Aim
Rewrite the lines between the ones holding "mark the region of every instance of the chair" and "247 185 L 249", inclusive, requests and all, and shift every coordinate in the answer paths by -97.

Records provided
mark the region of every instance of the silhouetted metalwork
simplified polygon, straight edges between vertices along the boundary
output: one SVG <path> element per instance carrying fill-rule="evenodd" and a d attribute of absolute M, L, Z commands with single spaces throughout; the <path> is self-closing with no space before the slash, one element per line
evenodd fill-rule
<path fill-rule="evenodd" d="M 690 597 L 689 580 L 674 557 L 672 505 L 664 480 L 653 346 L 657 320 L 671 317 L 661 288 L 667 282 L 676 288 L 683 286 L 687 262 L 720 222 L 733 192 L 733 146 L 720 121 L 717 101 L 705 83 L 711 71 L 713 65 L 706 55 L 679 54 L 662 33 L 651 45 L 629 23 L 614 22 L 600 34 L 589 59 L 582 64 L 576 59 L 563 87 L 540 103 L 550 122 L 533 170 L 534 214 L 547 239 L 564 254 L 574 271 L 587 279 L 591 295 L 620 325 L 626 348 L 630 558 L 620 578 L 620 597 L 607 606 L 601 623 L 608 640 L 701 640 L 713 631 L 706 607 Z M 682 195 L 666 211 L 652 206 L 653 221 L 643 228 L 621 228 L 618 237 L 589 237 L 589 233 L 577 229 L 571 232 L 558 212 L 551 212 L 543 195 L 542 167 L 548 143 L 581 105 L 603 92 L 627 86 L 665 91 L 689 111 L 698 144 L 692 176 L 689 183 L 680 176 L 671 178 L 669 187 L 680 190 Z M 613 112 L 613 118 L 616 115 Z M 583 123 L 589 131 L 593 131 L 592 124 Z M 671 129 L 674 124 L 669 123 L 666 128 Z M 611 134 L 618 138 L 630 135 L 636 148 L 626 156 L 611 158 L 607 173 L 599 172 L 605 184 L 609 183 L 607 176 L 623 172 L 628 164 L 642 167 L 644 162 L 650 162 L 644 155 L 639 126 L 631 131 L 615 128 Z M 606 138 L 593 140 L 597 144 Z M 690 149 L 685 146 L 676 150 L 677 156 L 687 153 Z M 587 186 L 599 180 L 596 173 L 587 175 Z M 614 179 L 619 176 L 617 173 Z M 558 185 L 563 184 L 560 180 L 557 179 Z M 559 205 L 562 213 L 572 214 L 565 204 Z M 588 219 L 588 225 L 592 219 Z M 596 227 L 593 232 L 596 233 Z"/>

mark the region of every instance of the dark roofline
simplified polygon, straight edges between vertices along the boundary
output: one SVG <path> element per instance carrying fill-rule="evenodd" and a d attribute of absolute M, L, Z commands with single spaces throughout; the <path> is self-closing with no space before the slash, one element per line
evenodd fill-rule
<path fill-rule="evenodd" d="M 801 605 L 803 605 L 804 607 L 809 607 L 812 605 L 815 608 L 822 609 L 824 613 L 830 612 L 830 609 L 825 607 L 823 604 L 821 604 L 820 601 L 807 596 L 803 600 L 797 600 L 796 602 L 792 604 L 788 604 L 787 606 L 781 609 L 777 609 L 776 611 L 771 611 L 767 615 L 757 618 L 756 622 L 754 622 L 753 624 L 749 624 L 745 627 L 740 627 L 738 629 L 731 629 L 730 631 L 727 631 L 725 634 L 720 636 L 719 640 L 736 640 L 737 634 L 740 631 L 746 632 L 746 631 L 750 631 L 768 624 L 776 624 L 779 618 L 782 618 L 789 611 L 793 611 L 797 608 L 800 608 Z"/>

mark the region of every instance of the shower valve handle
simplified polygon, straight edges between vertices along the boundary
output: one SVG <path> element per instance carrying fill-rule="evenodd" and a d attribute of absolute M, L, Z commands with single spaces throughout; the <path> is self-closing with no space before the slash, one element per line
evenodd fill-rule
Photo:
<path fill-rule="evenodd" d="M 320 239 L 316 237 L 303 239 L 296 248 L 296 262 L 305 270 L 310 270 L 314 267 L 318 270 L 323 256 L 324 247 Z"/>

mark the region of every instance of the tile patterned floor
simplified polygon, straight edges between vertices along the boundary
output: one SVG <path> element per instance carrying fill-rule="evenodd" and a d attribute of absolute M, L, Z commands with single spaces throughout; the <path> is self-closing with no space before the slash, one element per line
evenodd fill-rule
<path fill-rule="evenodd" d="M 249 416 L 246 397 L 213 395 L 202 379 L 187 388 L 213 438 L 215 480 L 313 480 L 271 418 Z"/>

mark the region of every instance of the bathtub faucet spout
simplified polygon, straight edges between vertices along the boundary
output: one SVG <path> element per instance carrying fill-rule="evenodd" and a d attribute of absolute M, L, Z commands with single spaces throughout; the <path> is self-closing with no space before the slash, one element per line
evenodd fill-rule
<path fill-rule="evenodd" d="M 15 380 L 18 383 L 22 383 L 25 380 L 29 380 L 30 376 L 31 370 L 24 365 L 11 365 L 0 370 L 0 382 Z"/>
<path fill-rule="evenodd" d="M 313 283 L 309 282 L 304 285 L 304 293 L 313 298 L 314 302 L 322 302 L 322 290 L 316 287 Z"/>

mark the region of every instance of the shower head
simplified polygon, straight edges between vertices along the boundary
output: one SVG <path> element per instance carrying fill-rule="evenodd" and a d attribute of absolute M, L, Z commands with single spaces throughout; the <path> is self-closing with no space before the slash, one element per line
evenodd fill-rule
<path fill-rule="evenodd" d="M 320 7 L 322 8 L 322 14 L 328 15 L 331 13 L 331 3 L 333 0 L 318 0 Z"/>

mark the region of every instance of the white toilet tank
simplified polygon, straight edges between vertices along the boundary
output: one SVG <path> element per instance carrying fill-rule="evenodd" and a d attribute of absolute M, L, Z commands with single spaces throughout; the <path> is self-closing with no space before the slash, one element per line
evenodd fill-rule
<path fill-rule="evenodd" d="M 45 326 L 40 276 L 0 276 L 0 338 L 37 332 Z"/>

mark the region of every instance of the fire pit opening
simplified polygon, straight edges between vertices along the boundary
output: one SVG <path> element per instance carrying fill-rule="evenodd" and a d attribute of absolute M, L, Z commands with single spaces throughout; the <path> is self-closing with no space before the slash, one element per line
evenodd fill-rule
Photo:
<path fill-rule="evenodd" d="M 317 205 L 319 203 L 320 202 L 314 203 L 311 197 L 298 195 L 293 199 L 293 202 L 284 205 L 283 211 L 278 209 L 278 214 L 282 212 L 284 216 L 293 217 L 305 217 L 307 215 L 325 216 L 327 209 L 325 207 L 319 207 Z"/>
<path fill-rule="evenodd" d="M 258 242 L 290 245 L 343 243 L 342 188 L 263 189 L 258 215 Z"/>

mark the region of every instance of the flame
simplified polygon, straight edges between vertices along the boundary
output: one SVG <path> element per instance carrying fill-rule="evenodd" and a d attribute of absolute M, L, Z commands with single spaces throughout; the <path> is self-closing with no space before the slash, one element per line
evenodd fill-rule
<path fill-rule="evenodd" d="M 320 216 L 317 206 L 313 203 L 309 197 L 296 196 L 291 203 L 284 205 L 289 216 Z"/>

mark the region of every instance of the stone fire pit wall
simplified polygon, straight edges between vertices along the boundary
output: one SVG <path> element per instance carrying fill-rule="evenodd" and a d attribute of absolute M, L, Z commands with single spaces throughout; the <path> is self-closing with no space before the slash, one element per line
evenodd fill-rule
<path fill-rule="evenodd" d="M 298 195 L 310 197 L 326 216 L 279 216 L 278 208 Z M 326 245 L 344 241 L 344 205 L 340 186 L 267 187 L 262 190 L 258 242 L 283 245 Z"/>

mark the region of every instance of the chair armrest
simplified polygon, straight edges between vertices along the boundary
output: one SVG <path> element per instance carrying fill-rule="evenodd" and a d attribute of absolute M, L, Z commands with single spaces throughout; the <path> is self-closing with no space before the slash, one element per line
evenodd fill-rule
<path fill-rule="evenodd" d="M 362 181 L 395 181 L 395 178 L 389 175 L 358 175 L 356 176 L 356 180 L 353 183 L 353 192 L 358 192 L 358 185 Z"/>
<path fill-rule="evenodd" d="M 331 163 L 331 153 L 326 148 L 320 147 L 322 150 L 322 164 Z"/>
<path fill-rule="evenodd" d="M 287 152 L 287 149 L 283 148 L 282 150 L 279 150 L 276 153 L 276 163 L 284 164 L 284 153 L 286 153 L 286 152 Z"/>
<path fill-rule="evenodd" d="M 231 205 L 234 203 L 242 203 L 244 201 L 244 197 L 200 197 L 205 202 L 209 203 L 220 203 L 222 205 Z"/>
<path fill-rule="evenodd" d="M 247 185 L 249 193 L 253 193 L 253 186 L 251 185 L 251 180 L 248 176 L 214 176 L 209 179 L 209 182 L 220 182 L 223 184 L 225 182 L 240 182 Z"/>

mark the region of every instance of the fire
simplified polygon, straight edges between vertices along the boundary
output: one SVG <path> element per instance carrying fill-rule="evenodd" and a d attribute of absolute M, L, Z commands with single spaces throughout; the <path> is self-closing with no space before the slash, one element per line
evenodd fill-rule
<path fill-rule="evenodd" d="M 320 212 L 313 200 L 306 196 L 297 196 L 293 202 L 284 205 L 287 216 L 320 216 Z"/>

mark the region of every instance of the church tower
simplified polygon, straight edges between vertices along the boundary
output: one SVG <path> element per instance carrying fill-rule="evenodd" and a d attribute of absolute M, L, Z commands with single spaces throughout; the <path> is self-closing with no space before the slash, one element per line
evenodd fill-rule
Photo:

Solution for this task
mark the region of every instance of the chair armrest
simplified polygon, straight edges between vertices along the boundary
output: one SVG <path> element per instance carrying fill-rule="evenodd" and a d attribute of absolute M, L, Z commands with single spaces throughout; the <path> is self-closing with no space before the slash, one element per line
evenodd fill-rule
<path fill-rule="evenodd" d="M 265 84 L 298 84 L 298 81 L 292 78 L 261 78 L 259 79 L 259 83 L 256 86 L 256 95 L 261 95 L 261 88 Z"/>
<path fill-rule="evenodd" d="M 234 66 L 234 56 L 229 51 L 223 50 L 225 53 L 225 67 Z"/>
<path fill-rule="evenodd" d="M 190 55 L 190 52 L 186 51 L 185 53 L 182 53 L 179 56 L 179 66 L 187 67 L 187 56 L 189 56 L 189 55 Z"/>
<path fill-rule="evenodd" d="M 134 108 L 137 106 L 145 106 L 147 104 L 147 100 L 103 100 L 108 105 L 112 106 L 123 106 L 125 108 Z"/>
<path fill-rule="evenodd" d="M 150 88 L 152 96 L 156 96 L 156 89 L 154 88 L 154 83 L 151 79 L 117 79 L 112 82 L 112 85 L 123 85 L 126 87 L 128 85 L 143 85 Z"/>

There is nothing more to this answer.